## Exercise prompt
Every line in the entries that holds "valve" should be identified and copied.

--- Data extract Enclosed Below ---

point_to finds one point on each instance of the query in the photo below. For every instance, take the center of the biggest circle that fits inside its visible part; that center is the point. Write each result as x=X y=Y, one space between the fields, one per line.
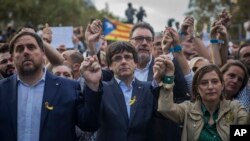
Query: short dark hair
x=23 y=33
x=230 y=63
x=4 y=48
x=241 y=47
x=142 y=25
x=119 y=47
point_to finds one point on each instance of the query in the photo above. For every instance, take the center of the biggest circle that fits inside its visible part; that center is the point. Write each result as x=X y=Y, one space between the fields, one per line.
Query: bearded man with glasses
x=142 y=37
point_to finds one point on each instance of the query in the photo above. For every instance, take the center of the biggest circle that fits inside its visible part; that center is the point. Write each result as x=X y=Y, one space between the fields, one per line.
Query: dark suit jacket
x=115 y=123
x=70 y=108
x=164 y=129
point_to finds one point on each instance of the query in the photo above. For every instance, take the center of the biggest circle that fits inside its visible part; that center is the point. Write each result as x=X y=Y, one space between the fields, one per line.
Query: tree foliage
x=205 y=11
x=54 y=12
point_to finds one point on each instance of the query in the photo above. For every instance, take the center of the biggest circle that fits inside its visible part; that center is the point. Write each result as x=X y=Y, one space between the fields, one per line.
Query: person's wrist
x=168 y=79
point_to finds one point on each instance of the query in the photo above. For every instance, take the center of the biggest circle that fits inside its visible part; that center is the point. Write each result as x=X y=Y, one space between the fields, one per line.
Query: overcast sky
x=158 y=11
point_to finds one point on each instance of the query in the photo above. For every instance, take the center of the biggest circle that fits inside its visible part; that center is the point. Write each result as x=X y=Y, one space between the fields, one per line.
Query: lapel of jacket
x=50 y=91
x=119 y=97
x=12 y=104
x=137 y=95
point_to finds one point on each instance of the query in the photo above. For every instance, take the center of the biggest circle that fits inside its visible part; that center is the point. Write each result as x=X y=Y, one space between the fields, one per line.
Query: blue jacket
x=71 y=108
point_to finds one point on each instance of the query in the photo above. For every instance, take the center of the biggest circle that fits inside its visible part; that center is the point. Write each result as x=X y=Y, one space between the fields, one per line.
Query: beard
x=30 y=70
x=143 y=58
x=8 y=72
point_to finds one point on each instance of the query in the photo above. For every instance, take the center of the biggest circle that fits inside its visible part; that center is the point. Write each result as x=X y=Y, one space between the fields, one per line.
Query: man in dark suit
x=128 y=105
x=38 y=106
x=142 y=37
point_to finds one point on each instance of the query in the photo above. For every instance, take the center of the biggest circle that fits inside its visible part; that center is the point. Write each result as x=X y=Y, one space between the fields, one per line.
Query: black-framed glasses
x=142 y=38
x=157 y=43
x=119 y=58
x=5 y=61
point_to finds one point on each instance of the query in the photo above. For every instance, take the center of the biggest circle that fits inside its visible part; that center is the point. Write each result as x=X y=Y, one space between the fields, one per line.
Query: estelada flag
x=115 y=30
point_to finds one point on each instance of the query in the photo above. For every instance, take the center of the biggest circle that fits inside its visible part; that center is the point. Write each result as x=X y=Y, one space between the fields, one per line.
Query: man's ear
x=76 y=66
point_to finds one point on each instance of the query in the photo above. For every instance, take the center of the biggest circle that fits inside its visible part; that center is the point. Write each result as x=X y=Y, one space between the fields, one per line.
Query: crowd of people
x=166 y=86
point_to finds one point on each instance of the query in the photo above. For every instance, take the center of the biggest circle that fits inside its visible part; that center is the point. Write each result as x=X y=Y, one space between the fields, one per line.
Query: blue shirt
x=127 y=92
x=29 y=109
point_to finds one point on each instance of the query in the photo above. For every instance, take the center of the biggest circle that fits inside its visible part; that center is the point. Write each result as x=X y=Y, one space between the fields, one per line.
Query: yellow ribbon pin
x=132 y=101
x=48 y=107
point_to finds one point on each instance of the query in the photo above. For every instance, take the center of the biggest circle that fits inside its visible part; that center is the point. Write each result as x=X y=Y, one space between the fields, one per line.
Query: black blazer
x=70 y=108
x=115 y=123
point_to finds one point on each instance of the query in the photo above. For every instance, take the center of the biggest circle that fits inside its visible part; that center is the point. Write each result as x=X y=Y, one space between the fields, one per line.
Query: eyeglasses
x=157 y=43
x=140 y=39
x=119 y=58
x=5 y=61
x=206 y=83
x=194 y=69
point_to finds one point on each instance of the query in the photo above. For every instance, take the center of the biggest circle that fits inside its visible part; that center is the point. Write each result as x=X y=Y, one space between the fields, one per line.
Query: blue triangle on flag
x=108 y=26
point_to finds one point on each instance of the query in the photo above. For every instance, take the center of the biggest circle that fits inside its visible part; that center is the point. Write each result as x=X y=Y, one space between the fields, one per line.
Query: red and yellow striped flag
x=115 y=30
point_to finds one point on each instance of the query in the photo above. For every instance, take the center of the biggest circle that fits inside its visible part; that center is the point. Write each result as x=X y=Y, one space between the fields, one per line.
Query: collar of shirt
x=41 y=80
x=120 y=82
x=206 y=114
x=148 y=64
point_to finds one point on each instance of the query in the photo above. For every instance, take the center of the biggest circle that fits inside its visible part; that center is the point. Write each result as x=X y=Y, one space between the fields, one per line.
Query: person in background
x=6 y=65
x=78 y=45
x=63 y=71
x=73 y=59
x=141 y=14
x=130 y=12
x=197 y=62
x=247 y=28
x=66 y=72
x=236 y=78
x=157 y=49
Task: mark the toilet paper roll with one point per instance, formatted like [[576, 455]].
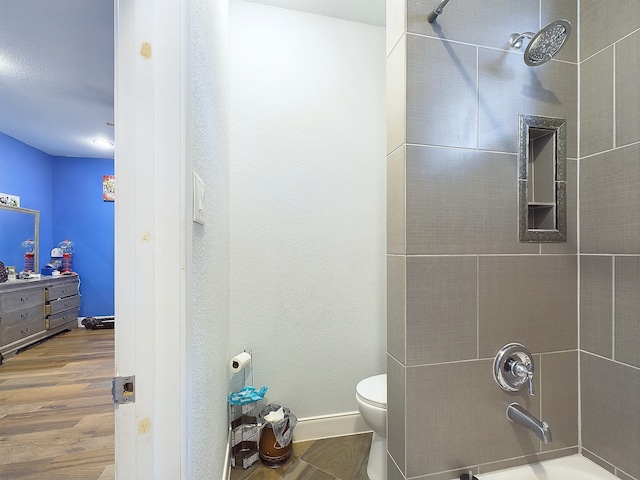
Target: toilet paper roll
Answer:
[[240, 361]]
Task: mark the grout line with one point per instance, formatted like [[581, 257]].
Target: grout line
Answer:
[[477, 307], [613, 307], [613, 102]]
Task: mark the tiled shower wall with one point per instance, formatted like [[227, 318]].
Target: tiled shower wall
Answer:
[[460, 284], [610, 233]]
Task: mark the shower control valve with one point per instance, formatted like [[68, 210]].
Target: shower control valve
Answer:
[[513, 367]]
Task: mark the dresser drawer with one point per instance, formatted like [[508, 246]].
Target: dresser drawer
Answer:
[[60, 291], [57, 319], [17, 325], [11, 302], [62, 304]]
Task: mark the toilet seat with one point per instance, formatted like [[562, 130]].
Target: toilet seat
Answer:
[[373, 390]]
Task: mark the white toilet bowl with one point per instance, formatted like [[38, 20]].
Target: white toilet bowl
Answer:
[[371, 395]]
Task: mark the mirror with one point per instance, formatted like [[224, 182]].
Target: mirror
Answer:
[[542, 184], [17, 225]]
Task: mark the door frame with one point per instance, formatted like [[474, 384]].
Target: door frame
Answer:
[[150, 249]]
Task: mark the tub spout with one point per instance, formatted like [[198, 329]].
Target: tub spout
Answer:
[[517, 414]]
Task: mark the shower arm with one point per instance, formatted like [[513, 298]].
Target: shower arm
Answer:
[[437, 10], [515, 40]]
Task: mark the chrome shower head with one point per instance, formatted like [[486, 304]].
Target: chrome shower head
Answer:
[[544, 44]]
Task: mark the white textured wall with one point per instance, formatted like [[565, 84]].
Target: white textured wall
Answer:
[[208, 330], [307, 206]]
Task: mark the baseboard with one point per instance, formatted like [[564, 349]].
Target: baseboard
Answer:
[[327, 426], [96, 316]]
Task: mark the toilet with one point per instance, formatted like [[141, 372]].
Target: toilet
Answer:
[[371, 395]]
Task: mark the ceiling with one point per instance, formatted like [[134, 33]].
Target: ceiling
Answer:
[[56, 68], [56, 74], [363, 11]]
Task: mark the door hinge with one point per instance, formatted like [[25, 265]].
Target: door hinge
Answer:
[[123, 389]]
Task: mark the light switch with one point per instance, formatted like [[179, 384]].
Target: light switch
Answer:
[[198, 199]]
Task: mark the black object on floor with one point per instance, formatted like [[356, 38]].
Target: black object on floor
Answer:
[[91, 323]]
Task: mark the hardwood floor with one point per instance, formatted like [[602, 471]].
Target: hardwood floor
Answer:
[[56, 413], [57, 420]]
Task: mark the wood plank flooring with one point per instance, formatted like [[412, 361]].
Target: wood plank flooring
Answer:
[[56, 413]]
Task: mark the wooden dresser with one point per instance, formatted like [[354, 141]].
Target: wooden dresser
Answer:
[[31, 310]]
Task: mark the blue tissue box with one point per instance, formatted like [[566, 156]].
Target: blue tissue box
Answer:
[[47, 271]]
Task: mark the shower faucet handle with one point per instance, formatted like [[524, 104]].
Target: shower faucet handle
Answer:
[[513, 367], [523, 371]]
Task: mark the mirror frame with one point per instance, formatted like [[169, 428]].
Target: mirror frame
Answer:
[[557, 128], [36, 233]]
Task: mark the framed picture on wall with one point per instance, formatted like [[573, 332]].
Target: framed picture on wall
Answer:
[[109, 188], [11, 200]]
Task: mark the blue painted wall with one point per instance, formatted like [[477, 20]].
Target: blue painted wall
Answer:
[[82, 216], [68, 193], [26, 171]]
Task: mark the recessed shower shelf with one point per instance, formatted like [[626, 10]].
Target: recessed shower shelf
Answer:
[[542, 179]]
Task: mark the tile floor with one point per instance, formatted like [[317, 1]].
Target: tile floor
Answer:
[[340, 458]]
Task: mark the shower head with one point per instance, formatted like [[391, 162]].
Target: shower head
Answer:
[[544, 44]]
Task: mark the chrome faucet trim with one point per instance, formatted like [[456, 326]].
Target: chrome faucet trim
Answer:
[[519, 415]]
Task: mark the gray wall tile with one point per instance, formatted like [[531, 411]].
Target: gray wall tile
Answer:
[[596, 303], [508, 87], [396, 412], [603, 23], [627, 310], [396, 228], [441, 309], [610, 394], [570, 246], [596, 103], [609, 199], [393, 472], [456, 418], [516, 462], [462, 201], [559, 397], [529, 300], [441, 93], [628, 90], [396, 300]]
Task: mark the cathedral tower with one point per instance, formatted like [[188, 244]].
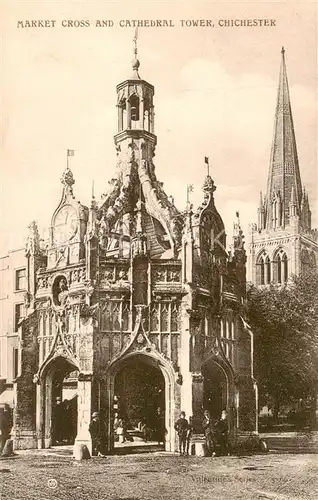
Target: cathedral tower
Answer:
[[282, 243]]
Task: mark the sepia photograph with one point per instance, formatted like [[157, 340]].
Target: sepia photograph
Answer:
[[158, 250]]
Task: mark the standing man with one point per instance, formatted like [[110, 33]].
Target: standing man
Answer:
[[189, 435], [222, 429], [160, 428], [94, 429], [6, 425], [181, 426], [209, 433]]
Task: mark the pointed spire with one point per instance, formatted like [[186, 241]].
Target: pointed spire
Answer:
[[261, 200], [284, 168], [135, 62]]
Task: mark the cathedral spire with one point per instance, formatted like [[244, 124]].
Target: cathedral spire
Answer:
[[284, 171], [135, 61]]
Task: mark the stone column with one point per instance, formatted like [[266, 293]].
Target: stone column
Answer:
[[40, 414], [128, 111], [197, 400], [141, 113], [84, 410]]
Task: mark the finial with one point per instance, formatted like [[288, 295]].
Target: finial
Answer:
[[189, 190], [206, 161], [135, 62], [135, 43], [67, 178]]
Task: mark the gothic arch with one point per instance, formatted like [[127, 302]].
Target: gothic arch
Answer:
[[263, 268], [45, 394], [217, 372], [167, 371], [280, 266]]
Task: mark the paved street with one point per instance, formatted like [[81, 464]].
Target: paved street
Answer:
[[44, 476]]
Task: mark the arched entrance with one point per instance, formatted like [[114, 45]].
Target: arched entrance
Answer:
[[141, 400], [59, 402], [215, 388]]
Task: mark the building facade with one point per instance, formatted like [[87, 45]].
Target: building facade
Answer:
[[13, 285], [282, 243], [133, 305]]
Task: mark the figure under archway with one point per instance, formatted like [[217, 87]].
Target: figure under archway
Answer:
[[140, 393], [59, 411]]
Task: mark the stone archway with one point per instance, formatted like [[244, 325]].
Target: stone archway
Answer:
[[57, 403], [218, 389], [160, 388]]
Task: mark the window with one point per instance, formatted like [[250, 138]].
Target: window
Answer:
[[263, 269], [18, 315], [281, 267], [15, 364], [20, 279]]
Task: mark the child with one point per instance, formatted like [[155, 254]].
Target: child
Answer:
[[181, 426], [189, 434]]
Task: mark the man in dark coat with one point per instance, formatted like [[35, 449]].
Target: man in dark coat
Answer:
[[94, 429], [6, 425], [209, 432], [222, 431], [181, 426]]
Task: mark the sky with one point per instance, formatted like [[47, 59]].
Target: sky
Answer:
[[215, 96]]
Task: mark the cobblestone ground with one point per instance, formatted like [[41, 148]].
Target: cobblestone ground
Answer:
[[159, 476]]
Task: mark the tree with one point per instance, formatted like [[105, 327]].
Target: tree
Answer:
[[284, 320]]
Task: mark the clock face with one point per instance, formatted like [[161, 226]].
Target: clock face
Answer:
[[65, 224]]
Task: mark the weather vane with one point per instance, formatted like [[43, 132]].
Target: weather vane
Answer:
[[135, 41]]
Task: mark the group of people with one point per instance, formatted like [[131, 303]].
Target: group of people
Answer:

--- End of Enclosed Data extract ---

## Written response
Task: mark the shower control valve with one point per instance, formatted like [[68, 210]].
Target: shower control valve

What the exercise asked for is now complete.